◆ **How to complete this task**
Please reproduce the entries that follow, keeping each word intact.

Stored records:
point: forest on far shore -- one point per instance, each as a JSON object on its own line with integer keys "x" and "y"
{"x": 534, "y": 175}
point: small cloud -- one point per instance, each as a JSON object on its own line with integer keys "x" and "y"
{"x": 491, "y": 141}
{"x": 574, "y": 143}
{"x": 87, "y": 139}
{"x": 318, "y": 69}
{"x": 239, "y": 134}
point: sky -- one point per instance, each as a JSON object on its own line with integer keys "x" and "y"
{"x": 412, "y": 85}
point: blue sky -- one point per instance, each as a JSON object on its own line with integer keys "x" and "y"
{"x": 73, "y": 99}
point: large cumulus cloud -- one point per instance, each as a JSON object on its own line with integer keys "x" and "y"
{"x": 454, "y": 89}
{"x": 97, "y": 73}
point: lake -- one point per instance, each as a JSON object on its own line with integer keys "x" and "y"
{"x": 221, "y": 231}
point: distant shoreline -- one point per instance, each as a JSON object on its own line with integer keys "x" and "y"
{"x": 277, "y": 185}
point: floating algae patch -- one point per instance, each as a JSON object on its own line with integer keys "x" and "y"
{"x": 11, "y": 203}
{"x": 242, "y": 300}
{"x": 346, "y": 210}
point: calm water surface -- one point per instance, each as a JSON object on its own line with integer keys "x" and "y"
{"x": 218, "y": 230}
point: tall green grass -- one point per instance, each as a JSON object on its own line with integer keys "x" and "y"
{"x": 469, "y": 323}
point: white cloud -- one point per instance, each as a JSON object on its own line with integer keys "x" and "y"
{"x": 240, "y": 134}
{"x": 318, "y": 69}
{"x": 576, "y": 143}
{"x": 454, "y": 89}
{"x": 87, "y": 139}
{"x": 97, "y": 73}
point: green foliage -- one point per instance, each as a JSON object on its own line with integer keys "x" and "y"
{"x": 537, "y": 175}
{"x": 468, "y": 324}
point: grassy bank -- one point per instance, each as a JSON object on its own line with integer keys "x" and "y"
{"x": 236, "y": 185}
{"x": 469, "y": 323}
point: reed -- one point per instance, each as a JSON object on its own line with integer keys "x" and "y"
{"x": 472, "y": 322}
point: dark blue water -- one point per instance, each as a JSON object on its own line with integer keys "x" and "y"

◆ **Output for this exercise**
point: forest on far shore -- one point per instance, each as a JSON object on its own line with integer keys "x" and "y"
{"x": 534, "y": 175}
point: small cloud -- one point per instance, each as a JSON object on its own line with integer keys "x" and "y"
{"x": 491, "y": 141}
{"x": 574, "y": 143}
{"x": 87, "y": 139}
{"x": 318, "y": 69}
{"x": 239, "y": 134}
point: sky -- one point per instance, each as a JSON object on its own line with integer keys "x" and "y"
{"x": 412, "y": 85}
point: blue sky -- one point per instance, each as a JSON object on its own line with integer keys "x" and "y"
{"x": 73, "y": 99}
point: large cumulus cloud -- one point per instance, each as a JSON object on its own line with integer keys "x" and "y"
{"x": 454, "y": 89}
{"x": 97, "y": 73}
point: lake -- one point per instance, each as a JSON object on its own line with integer keys "x" and "y"
{"x": 221, "y": 231}
point: distant shoreline -- one point per instance, each as a JSON object on its own line with integer keys "x" and "y"
{"x": 277, "y": 185}
point: floating algae patch -- one point per instance, each as a JSON object on its own line with integer keys "x" and "y"
{"x": 11, "y": 203}
{"x": 242, "y": 300}
{"x": 346, "y": 210}
point: calm water surface -- one point per instance, each as a JSON object on its own line with integer keys "x" and "y"
{"x": 218, "y": 230}
point: tall green grass -- one point per instance, each as a JSON object on its own line with integer keys "x" and "y"
{"x": 469, "y": 323}
point: white cloud -- one point per instance, each as a JSON object on its own line with integer keys "x" and "y"
{"x": 240, "y": 134}
{"x": 318, "y": 69}
{"x": 576, "y": 143}
{"x": 454, "y": 89}
{"x": 87, "y": 139}
{"x": 97, "y": 73}
point: green foliage -- one point per instance, each as a JSON object on its own line with integer keys "x" and "y"
{"x": 537, "y": 175}
{"x": 468, "y": 324}
point: grassy bank -- one point per instance, each as a JSON object on its own line with integer keys "x" and "y"
{"x": 236, "y": 185}
{"x": 469, "y": 323}
point: reed -- one point per instance, each as a JSON object on its own line with integer keys "x" and "y"
{"x": 472, "y": 322}
point: dark blue water -- one point per instance, each as a JSON object on its own line with integer keys "x" and "y"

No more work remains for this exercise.